Turunan dari aplikasi SiGokil juga sangat cocok untuk kegiatan sosial. "Program corporate social responsibility bisa menggunakannya," kata Yusep. Pemangku kepentingan dalam kegiatan sosial bisa dengan mudah memonitor tingkat keberhasilan bantuan yang mereka berikan kapan pun dan di mana pun, asal dalam cakupan GPS. Ini yang membuat Kementerian Sosial berniat menerapkan Sapa Mobile untuk program-program pemberdayaannya. "Kami harus mengetahui secara langsung kemajuan masyarakat yang dibantu," kata Direktur Pemberdayaan Fakir Miskin, Teguh Haryono.

**Catatan anotasi koordinat**
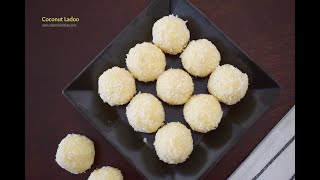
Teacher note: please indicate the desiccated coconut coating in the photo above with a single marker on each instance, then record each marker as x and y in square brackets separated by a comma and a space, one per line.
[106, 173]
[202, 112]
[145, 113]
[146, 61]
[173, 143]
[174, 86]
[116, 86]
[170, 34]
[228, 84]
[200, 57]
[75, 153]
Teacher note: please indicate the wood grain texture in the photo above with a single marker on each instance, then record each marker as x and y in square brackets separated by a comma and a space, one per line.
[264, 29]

---

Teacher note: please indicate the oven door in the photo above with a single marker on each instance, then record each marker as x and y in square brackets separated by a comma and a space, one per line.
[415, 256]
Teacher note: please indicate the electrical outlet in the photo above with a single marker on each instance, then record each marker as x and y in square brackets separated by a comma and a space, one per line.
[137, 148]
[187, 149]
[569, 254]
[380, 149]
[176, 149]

**Latihan Singkat**
Tuliskan dengan persis bagian kutipan tentang aplikasi SiGokil dari "Turunan dari aplikasi" sampai dengan "Miskin, Teguh Haryono.".

**Jawaban Latihan**
Turunan dari aplikasi SiGokil juga sangat cocok untuk kegiatan sosial. "Program corporate social responsibility bisa menggunakannya," kata Yusep. Pemangku kepentingan dalam kegiatan sosial bisa dengan mudah memonitor tingkat keberhasilan bantuan yang mereka berikan kapan pun dan di mana pun, asal dalam cakupan GPS. Ini yang membuat Kementerian Sosial berniat menerapkan Sapa Mobile untuk program-program pemberdayaannya. "Kami harus mengetahui secara langsung kemajuan masyarakat yang dibantu," kata Direktur Pemberdayaan Fakir Miskin, Teguh Haryono.